### What you should do
Below is some material; transcribe all of it exactly.

### Dataset records
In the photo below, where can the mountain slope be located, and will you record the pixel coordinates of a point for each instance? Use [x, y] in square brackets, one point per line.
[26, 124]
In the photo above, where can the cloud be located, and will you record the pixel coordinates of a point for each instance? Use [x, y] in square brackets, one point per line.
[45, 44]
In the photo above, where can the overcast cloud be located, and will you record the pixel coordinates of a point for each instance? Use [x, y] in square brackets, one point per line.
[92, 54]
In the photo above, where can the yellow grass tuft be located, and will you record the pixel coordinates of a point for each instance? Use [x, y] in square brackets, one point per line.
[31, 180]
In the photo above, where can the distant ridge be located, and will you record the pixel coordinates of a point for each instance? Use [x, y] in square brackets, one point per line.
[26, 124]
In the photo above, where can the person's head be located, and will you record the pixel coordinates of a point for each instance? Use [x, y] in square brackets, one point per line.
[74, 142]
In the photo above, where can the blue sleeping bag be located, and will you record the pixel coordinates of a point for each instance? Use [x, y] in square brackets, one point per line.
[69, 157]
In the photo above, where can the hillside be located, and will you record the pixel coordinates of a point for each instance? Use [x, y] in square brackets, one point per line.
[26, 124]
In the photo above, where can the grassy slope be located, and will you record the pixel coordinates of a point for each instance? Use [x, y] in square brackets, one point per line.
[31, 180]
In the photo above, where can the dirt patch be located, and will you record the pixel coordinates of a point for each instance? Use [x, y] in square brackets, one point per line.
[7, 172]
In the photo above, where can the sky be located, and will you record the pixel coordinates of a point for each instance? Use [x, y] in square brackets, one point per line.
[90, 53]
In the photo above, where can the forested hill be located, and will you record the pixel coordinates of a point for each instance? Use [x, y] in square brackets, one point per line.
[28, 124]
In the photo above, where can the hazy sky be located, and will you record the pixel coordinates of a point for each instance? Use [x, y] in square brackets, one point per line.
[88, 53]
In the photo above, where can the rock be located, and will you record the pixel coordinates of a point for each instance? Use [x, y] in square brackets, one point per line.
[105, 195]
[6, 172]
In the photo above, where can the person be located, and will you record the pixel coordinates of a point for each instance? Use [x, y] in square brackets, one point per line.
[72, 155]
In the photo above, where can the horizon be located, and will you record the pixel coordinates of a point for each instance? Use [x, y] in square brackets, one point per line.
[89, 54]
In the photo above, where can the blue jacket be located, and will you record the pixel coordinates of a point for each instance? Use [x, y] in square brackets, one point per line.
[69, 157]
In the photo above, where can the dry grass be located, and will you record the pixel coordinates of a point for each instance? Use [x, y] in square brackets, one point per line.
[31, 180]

### Reply to the task
In the photo below, where can the mountain slope be located, and will you record the pixel coordinates of a point for each instance? Use [x, y] in square brackets, one point per line.
[26, 124]
In the photo above, where can the cloud be located, and will you record the pixel coordinates of a point for each instance? Use [x, y] in square brackets, one point per line.
[45, 44]
In the photo above, where can the overcast cloud be located, and will you record the pixel coordinates of a point for each instance? Use [x, y] in square brackets, one point per line.
[92, 54]
In the photo above, where can the yellow grass tuft be located, and will you record the pixel coordinates of a point for each instance? Use [x, y] in square brackets, one point per line.
[31, 180]
In the photo above, where can the distant ridge be located, and will you record the pixel coordinates of a point for each instance? Use [x, y] in square brackets, one point per line.
[26, 124]
In the photo above, where can the person's head be located, and will you record the pixel coordinates of a point for each instance? Use [x, y] in square brackets, one point per line.
[74, 142]
In the photo above, where can the blue sleeping bag be located, and will you record the pixel coordinates of a point for each instance? Use [x, y] in square brackets, one point per line.
[69, 157]
In the photo above, where can the hillside be located, and will you record the pixel coordinates of a point for each instance? Use [x, y] in square brackets, one point per line.
[26, 124]
In the photo above, where can the grassy slope be located, and will you record the pixel coordinates of a point for each instance? Use [x, y] in square brackets, one point per line.
[31, 180]
In the photo above, where can the dirt patch be located, and will you record the pixel coordinates of a point for each instance? Use [x, y] in square brackets, one point per line.
[7, 172]
In the photo above, where can the sky be located, and will you record the pixel coordinates of a point for each instance? Use [x, y] in square brackets, one point per line.
[90, 53]
In the photo above, where can the forested hill be located, and will you record the pixel coordinates of a point for each instance? Use [x, y] in square brackets, one point per line.
[28, 124]
In the photo above, where can the hazy sky be located, and will you record the pixel coordinates of a point for each instance? Use [x, y] in square brackets, one point per line.
[88, 53]
In the photo above, where can the rock be located, and will you record the pixel coordinates of a point for each instance? Use [x, y] in square brackets, one point per line.
[105, 195]
[6, 172]
In the photo above, where can the person be located, and will you record the pixel coordinates of a point for each instance? Use [x, y] in square brackets, one point per line.
[72, 155]
In the photo above, where can the horizon be located, and will you record the pixel coordinates of a point for each instance? Use [x, y] in square brackets, one point per line.
[89, 54]
In the photo above, where can the blue jacket be located, and will you record the pixel coordinates of a point for each instance? Use [x, y] in square brackets, one point per line.
[69, 157]
In the photo above, where can the dry grass be located, and will you record the pixel coordinates of a point for each instance? Use [x, y] in square brackets, one point per line.
[31, 180]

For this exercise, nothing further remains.